----- Text block -----

Amr Ellafy
Amr Ellafy

Reputation: 740

ANTLR4: matching token with same rule but with different position in the grammar

I have the following statement I wish to parse:

in(name,(Silver,Gold))

The parser is always confused as ID and string array elements have the same rule. Using quotes or double quotes for string will help, but this is not the case here.

Also, predicates didn't help much.

The grammar:

grammar Rql;

statement
 : EOF
 | query EOF
 ;

query
 : function
 ;

function
 : FUNCTION_IN OPAR id COMMA OPAR array CPAR CPAR
 ;

array
 : VALUE (COMMA VALUE)*
 ;

FUNCTION_IN: 'in';

id
 : {in(}? ID
 ;

ID
 : [a-zA-Z_] [a-zA-Z_0-9]*
 ;

VALUE
 : STRING
 | INT
 | FLOAT
 ;

OPAR : '(';
CPAR : ')';
COMMA : ',';

INT
 : [0-9]+
 ;

FLOAT
 : [0-9]+ '.' [0-9]*
 | '.' [0-9]+
 ;

SPACE
 : [ \t\r\n] -> skip
 ;

STRING
 :  [a-zA-Z_] [a-zA-Z_0-9]*
 ;

OTHER
 : .

----- Information shown -----

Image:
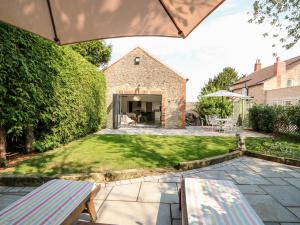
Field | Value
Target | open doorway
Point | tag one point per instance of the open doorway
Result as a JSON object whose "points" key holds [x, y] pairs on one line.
{"points": [[141, 110]]}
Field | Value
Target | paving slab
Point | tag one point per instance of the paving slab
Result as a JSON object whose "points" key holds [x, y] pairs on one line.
{"points": [[275, 173], [295, 174], [277, 181], [134, 213], [158, 192], [97, 204], [211, 174], [247, 177], [128, 192], [290, 224], [295, 210], [270, 210], [176, 214], [173, 179], [251, 189], [286, 195], [294, 181]]}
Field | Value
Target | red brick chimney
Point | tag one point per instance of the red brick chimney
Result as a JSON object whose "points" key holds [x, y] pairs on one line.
{"points": [[280, 69], [257, 65]]}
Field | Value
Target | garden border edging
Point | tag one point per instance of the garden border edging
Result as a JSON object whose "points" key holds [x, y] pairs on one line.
{"points": [[283, 160]]}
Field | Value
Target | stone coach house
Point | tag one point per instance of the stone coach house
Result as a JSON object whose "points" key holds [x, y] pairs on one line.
{"points": [[143, 92]]}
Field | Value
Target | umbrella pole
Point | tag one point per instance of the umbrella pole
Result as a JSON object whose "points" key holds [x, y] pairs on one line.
{"points": [[222, 107]]}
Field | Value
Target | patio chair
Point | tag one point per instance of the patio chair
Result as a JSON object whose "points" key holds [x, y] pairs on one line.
{"points": [[126, 120], [228, 125], [206, 202], [55, 202]]}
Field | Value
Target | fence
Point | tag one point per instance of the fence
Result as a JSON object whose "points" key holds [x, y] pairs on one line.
{"points": [[276, 119]]}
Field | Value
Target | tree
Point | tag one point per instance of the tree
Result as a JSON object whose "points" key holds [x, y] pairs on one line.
{"points": [[214, 106], [96, 52], [283, 16], [49, 94]]}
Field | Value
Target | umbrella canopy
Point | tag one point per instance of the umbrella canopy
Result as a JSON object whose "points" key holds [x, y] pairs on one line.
{"points": [[223, 93], [71, 21]]}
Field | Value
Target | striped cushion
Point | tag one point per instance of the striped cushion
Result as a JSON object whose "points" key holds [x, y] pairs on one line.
{"points": [[211, 202], [49, 204]]}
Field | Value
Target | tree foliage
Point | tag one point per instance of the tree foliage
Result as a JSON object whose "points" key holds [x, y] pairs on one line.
{"points": [[283, 16], [50, 88], [214, 106], [96, 52]]}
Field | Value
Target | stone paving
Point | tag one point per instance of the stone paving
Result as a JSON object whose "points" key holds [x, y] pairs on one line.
{"points": [[272, 189], [190, 131]]}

-----

*Problem A:* Rewrite the passage of the ANTLR4 question from "in(name,(Silver,Gold))" to "didn't help much.", changing "predicates" to "semantic predicates".
*Problem B:* Please extend the ANTLR4 question past its last line.

*Exercise response A:*
in(name,(Silver,Gold))

The parser is always confused as ID and string array elements have the same rule. Using quotes or double quotes for string will help, but this is not the case here.

Also, semantic predicates didn't help much.

*Exercise response B:*
 ;

Upvotes: 0

Views: 1177

Answers (1)

BernardK
BernardK

Reputation: 3744

The idea is to change the type of the token under some condition. Here seeing an ID for the first time in a line sets a switch to true. The next time an ID is matched, the lexer will execute the if and set the type to ID_VALUE. I wanted to reset the switch while entering the rule function, but it doesn't work :

function
@init {QuestionLexer.id_seen = false; System.out.println("id_seen has been reset" + QuestionLexer.id_seen);}
 : FUNCTION_IN OPAR ID COMMA OPAR array CPAR CPAR

ID=name1  seen ? false
ID=Silver  seen ? true
...
ID=Platinum  seen ? true
[@0,0:1='in',<'in'>,1:0]
[@1,2:2='(',<'('>,1:2]
[@2,3:7='name1',<ID>,1:3]
[@3,8:8=',',<','>,1:8]
[@4,9:9='(',<'('>,1:9]
[@5,10:15='Silver',<10>,1:10]
...
[@12,27:31='name2',<10>,2:3]
...
[@20,52:51='<EOF>',<EOF>,3:0]
Question last update 1336
id_seen has been reset false
id_seen has been reset false
line 2:3 mismatched input 'name2' expecting ID

.

That's why I reset it in the FUNCTION_IN rule.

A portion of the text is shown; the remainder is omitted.